**** Data in this exercise
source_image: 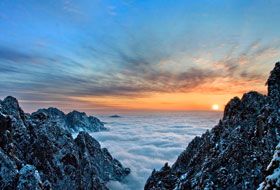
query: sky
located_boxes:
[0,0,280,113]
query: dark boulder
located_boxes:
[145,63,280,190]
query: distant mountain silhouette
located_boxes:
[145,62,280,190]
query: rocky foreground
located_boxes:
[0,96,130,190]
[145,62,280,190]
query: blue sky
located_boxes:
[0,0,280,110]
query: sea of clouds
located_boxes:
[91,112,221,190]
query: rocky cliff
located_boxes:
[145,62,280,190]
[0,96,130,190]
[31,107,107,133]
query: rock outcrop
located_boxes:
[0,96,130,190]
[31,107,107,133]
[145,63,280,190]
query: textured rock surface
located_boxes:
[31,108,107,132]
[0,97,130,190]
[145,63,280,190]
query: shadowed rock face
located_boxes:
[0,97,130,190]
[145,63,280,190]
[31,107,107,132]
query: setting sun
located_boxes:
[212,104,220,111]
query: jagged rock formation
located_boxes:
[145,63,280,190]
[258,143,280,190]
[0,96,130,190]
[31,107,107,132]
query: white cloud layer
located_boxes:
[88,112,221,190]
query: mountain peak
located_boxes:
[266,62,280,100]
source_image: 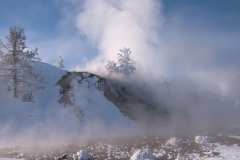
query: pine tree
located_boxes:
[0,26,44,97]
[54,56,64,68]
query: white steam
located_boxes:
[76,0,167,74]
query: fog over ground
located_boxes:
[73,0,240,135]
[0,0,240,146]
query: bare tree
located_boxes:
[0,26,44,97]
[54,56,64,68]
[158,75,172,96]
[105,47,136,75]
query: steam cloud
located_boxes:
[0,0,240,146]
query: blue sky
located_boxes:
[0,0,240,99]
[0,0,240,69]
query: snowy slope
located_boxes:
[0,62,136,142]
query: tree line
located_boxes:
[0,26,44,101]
********
- _Exercise description_
Copy the listing above word for word, from start to finish, but leave out the pictures.

- _Finished task_
source_image: 
query: sky
located_boxes:
[0,0,280,113]
query: dark boulder
located_boxes:
[145,63,280,190]
query: distant mountain silhouette
located_boxes:
[145,62,280,190]
query: rocky foreground
located_boxes:
[0,96,130,190]
[145,62,280,190]
query: blue sky
located_boxes:
[0,0,280,110]
query: sea of clouds
located_boxes:
[91,112,221,190]
query: rocky cliff
located_boxes:
[145,62,280,190]
[0,96,130,190]
[31,107,107,133]
query: rock outcrop
located_boxes:
[0,96,130,190]
[31,107,107,133]
[145,63,280,190]
query: textured rock surface
located_boxes:
[31,108,107,132]
[0,97,130,190]
[145,63,280,190]
query: shadowed rock face
located_boxes:
[0,97,130,190]
[145,63,280,190]
[31,107,107,132]
query: setting sun
located_boxes:
[212,104,220,111]
query: jagged rock formation
located_boxes:
[145,63,280,190]
[258,143,280,190]
[0,96,130,190]
[31,107,107,132]
query: white cloud layer
located_boxes:
[88,112,221,190]
query: mountain peak
located_boxes:
[266,62,280,100]
source_image: 
query: pine tree
located_boxes:
[0,26,44,97]
[54,56,64,68]
query: white steam
located_boxes:
[76,0,167,74]
query: fog over ground
located_boxes:
[73,0,240,135]
[0,0,240,146]
query: bare tree
located_boxes:
[0,26,44,97]
[54,56,64,68]
[158,75,172,96]
[105,47,136,75]
query: steam cloud
located_boxes:
[0,0,240,146]
query: blue sky
located_boxes:
[0,0,240,99]
[0,0,240,69]
query: snowy slope
located_boxes:
[0,62,136,142]
query: tree line
located_boxes:
[0,26,44,101]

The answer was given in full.